# [Exercise]
Your answer should be a single number, the count of lines in the material with the string "brown".

# [Data records]
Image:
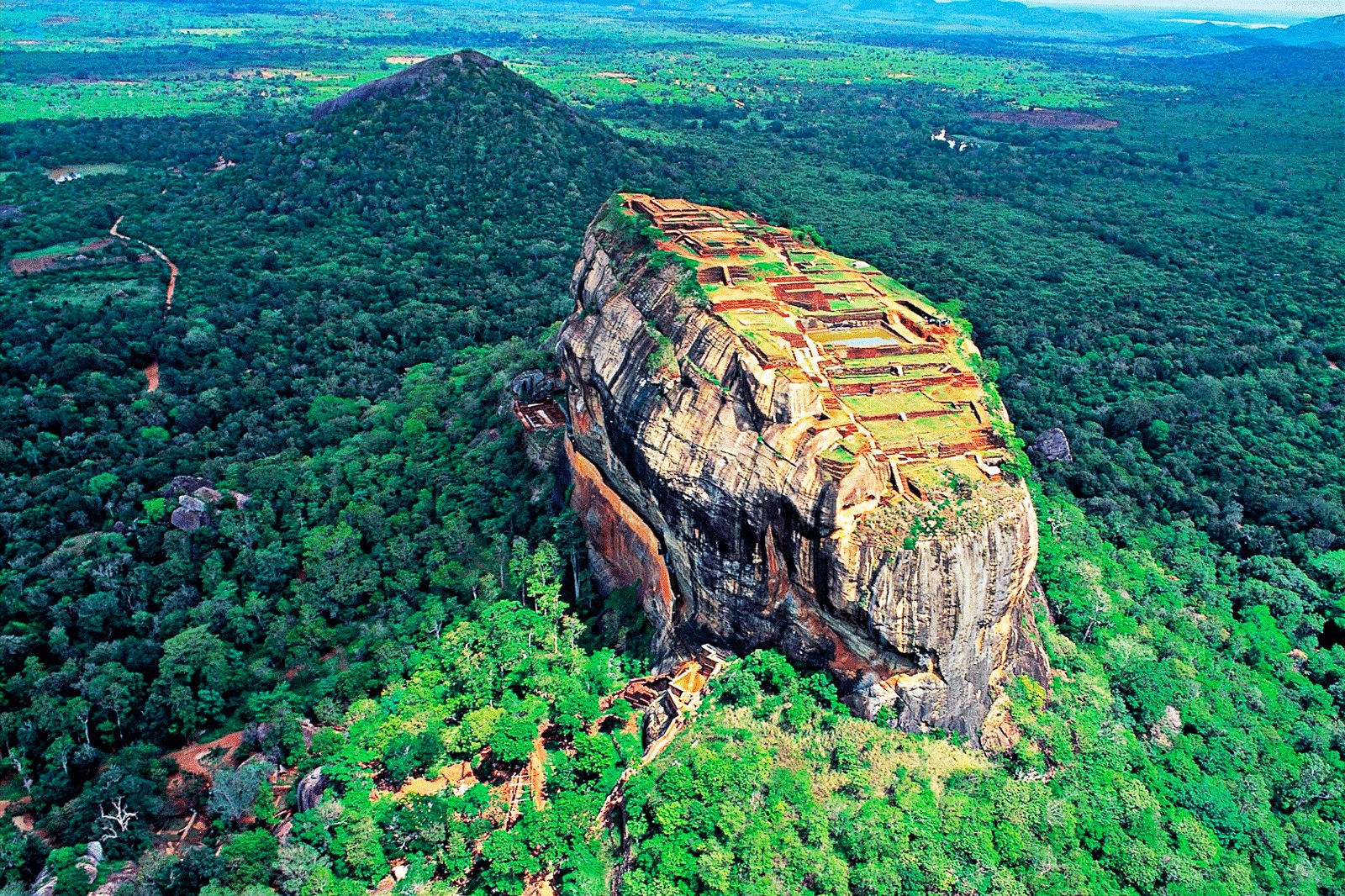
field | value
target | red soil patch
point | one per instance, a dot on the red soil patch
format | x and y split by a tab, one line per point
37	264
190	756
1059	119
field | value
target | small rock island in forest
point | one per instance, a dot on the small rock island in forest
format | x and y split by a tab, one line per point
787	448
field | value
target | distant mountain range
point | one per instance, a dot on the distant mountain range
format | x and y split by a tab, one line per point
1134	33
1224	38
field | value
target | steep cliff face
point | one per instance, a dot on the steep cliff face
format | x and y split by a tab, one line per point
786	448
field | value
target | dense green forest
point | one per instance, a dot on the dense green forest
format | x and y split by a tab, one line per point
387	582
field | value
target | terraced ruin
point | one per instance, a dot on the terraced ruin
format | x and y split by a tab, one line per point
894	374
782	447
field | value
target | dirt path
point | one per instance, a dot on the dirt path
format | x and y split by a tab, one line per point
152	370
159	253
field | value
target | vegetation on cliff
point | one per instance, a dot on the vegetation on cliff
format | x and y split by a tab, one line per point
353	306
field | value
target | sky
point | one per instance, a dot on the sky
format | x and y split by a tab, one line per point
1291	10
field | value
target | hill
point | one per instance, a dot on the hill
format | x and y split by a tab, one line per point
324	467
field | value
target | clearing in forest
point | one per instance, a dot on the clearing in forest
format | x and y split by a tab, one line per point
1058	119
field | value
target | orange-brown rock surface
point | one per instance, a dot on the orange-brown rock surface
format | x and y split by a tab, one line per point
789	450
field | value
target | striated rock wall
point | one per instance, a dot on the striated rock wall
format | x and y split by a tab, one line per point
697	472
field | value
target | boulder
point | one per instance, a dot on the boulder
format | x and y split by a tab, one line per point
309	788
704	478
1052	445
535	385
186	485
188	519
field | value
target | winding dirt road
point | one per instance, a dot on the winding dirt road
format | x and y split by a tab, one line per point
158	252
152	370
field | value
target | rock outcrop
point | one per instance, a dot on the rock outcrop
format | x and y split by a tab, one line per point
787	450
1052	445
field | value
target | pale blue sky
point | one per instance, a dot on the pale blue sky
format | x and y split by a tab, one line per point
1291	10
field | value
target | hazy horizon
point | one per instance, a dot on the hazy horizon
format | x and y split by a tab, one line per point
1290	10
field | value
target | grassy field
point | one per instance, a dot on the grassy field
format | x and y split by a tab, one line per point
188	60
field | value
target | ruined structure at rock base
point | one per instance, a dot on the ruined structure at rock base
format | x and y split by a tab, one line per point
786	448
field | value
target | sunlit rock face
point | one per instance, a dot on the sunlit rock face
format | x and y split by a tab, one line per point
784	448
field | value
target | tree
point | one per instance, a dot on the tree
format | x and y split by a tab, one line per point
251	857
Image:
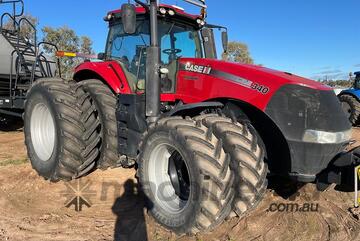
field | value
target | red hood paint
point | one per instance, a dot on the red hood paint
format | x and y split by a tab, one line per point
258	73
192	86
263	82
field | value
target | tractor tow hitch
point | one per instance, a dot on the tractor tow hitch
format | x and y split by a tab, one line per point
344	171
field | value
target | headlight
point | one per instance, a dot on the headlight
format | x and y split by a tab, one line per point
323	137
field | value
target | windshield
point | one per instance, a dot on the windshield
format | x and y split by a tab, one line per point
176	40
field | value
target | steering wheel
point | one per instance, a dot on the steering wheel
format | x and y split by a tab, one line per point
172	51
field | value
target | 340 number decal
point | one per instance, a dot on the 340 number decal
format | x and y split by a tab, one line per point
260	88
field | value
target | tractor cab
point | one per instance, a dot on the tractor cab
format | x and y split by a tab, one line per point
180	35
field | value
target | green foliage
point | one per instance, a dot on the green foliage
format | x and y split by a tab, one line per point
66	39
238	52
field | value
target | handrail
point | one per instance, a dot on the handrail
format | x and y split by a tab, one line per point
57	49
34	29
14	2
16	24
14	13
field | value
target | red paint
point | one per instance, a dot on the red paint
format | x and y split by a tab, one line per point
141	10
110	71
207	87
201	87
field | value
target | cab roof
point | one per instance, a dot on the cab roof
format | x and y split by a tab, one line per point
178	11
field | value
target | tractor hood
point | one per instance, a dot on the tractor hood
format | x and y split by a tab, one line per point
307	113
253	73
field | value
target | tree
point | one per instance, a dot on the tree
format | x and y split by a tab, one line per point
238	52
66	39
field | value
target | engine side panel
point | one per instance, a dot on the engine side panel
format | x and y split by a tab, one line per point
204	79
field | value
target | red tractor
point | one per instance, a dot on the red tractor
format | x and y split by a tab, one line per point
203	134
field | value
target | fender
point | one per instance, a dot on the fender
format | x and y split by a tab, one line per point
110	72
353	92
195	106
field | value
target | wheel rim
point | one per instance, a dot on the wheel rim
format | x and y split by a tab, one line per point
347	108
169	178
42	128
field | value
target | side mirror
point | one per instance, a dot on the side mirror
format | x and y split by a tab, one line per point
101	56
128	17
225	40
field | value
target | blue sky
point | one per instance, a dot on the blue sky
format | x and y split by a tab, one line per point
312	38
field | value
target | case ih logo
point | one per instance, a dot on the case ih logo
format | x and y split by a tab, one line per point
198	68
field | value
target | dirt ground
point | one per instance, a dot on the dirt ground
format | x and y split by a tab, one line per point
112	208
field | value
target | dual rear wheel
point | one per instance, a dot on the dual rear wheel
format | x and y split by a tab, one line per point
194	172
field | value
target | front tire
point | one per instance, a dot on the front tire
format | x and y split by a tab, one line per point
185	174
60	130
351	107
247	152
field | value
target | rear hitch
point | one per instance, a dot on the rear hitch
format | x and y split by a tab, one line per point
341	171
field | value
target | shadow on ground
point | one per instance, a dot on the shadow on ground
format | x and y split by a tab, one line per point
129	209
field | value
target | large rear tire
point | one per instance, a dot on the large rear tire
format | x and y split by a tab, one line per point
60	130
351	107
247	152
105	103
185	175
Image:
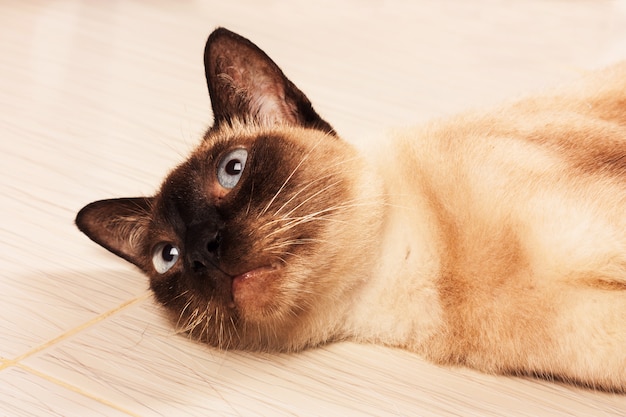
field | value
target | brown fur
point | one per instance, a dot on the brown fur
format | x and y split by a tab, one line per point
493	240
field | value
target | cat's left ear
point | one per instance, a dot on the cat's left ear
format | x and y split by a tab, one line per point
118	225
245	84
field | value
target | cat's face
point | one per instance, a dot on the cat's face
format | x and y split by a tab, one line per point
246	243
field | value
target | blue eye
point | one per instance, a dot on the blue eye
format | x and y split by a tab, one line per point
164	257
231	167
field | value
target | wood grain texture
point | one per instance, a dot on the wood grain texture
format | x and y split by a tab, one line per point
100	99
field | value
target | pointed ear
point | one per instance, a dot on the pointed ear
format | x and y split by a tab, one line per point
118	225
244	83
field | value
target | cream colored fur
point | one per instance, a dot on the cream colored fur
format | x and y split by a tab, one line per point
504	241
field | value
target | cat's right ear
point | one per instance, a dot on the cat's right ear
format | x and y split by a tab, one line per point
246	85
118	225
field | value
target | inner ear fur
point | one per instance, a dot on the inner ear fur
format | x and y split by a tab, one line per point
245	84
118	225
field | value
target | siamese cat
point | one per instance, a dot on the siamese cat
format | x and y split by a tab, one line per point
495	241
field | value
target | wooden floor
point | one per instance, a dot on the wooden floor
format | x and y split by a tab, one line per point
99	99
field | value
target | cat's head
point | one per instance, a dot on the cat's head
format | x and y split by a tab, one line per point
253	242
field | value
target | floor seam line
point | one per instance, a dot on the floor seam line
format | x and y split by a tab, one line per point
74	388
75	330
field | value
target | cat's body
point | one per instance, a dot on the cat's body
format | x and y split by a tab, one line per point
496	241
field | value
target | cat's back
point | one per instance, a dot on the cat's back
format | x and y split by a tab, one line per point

# [Finished task]
4